How many lines in the data below contain the string “curly”? Reply with the number alone.

Extracted records
***

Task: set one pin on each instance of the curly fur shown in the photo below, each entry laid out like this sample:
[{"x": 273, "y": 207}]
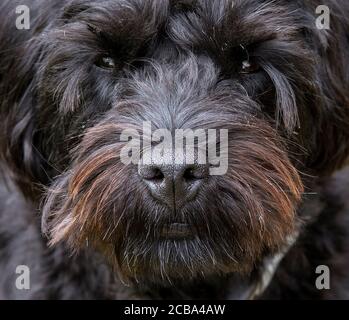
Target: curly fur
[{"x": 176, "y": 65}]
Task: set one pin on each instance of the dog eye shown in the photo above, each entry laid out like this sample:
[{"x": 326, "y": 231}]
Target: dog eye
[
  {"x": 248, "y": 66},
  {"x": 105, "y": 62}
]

***

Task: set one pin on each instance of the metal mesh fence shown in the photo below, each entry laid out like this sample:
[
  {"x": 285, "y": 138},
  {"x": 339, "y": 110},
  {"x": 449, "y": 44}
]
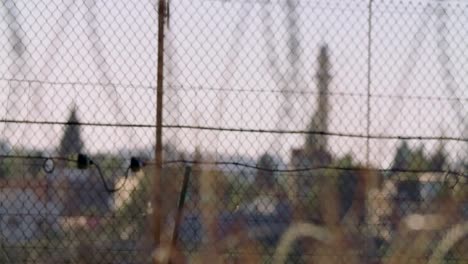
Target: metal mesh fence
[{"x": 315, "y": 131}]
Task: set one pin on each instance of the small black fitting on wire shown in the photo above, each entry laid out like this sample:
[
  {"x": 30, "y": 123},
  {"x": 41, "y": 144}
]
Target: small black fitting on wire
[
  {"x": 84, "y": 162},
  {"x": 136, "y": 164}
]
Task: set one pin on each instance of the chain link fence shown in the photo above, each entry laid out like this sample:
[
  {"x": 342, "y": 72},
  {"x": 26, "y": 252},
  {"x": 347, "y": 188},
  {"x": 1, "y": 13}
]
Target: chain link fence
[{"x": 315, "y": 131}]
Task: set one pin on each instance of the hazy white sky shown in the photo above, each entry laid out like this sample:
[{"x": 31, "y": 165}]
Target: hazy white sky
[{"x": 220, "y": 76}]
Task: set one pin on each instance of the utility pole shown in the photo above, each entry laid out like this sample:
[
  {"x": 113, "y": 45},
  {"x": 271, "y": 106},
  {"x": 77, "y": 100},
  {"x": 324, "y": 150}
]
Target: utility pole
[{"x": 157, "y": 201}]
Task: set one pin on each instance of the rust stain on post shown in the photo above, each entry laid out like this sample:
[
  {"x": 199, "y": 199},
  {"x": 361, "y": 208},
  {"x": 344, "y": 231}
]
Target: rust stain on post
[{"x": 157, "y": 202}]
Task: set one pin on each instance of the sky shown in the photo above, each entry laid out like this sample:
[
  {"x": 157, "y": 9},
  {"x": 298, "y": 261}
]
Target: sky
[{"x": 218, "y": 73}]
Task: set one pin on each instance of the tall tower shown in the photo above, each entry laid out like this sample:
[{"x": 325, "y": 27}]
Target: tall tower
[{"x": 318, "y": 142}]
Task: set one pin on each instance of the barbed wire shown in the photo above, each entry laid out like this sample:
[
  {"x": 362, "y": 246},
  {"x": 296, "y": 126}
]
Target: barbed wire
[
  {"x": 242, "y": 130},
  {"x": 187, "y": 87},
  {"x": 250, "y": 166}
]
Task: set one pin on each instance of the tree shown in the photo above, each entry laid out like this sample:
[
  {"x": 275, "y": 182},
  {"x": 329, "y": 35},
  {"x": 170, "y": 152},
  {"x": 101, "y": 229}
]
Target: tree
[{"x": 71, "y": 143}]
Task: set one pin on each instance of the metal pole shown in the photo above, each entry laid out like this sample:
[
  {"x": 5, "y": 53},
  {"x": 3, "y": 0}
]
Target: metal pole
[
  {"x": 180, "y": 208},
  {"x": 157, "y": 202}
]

***

▶ Solution below:
2